> _ASSIGNMENT A_
Say whether each statement agrees with the DALL-E 3 article below, answering yes or no and quoting the words from the article that decide it: (i) Farid said DALL-E 3's improvements are cause for alarm. (ii) OpenAI published a system card for DALL-E 2. (iii) Stability AI and Midjourney face lawsuits from artists and Getty Images.
> _ASSIGNMENT B_
Answer these questions from the DALL-E 3 article below, one per line:
(i) At which university is Hany Farid a professor?
(ii) In what month was the voluntary White House pledge made?
(iii) Where is Margaret Mitchell a research scientist?

== GIVEN TEXT ==

The garbled street signs and muddled text produced by older versions of the tool provided an easy tell for AI-generated images. DALL-E 3′s improvements make it more difficult for a layperson to identify real photos.

“You’re not going to be able to trust your eyes,” said University of California at Berkeley Professor Hany Farid, who specializes in digital forensics and works with Adobe on its Content Authenticity Initiative.

But Farid emphasized that the DALL-E 3′s improvements are not cause for alarm because AI gets better at mimicking the real world every six months or so. He called for advanced technology to root out human creations from artificial intelligence.

OpenAI’s competitors, including Stability AI and Midjourney, are facing lawsuits from artists and Getty Images alleging that the vast web scrapes of internet data required to teach generative AI models constitute copyright theft.

Law enforcement, regulators and advocacy groups have recently zeroed in on the way these tools are being used to create deepfake nonconsensual pornography, child sexual abuse material and AI-generated ads for the upcoming presidential election.

The DALL-E 3 team said it prioritized these risks by inviting a “red team” of outside experts to test out the worst-case scenarios and then integrating what they learned into the company’s mitigation strategies.

For DALL-E 2, OpenAI published a detailed synopsis of this process in a system card, a public account of how an AI model was developed, fine-tuned and safety-tested that functions as both a warning label and a nutrition label. Sandhini Agarwal, a policy researcher, said OpenAI plans to publish one for DALL-E 3 before the tool is open to the public.

As part of a voluntary White House pledge in June, OpenAI agreed to develop and deploy mechanisms to identify when visual or audio content is AI-generated, using methods such as watermarking an image or encoding provenance data to indicate the service or model that created the content. DALL-E 3 is experimenting with a classifier that looks at where an image came from or the content’s “provenance,” said Ramesh, a method mentioned in the White House commitments.

These types of mechanisms help identify deepfakes but also can help artists track whether their work was used without consent or compensation to train models, said Margaret Mitchell, a research scientist at Hugging Face and former co-lead of ethical AI at Google.

“That’s not necessarily in the company’s interests, but I think it’s in the interest of the greater good,” she said.

===
== MATERIAL PROVIDED ==

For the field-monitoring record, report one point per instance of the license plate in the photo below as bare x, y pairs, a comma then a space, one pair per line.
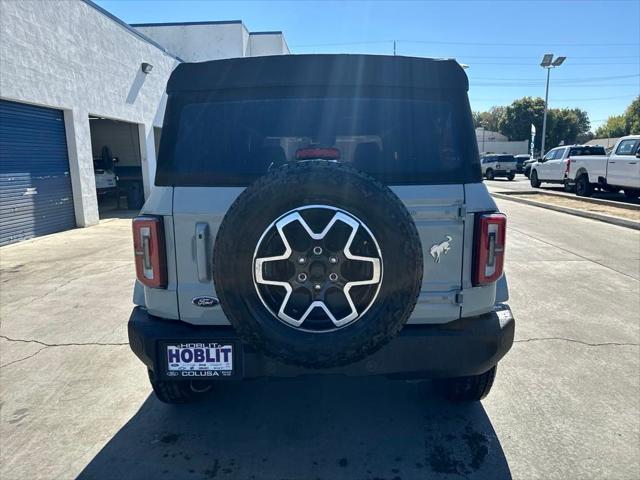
200, 360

===

> _WRITTEN RESPONSE A_
(i) No: "the DALL-E 3′s improvements are not cause for alarm"
(ii) Yes: "For DALL-E 2, OpenAI published a detailed synopsis of this process in a system card"
(iii) Yes: "Stability AI and Midjourney, are facing lawsuits from artists and Getty Images"

> _WRITTEN RESPONSE B_
(i) University of California at Berkeley
(ii) June
(iii) Hugging Face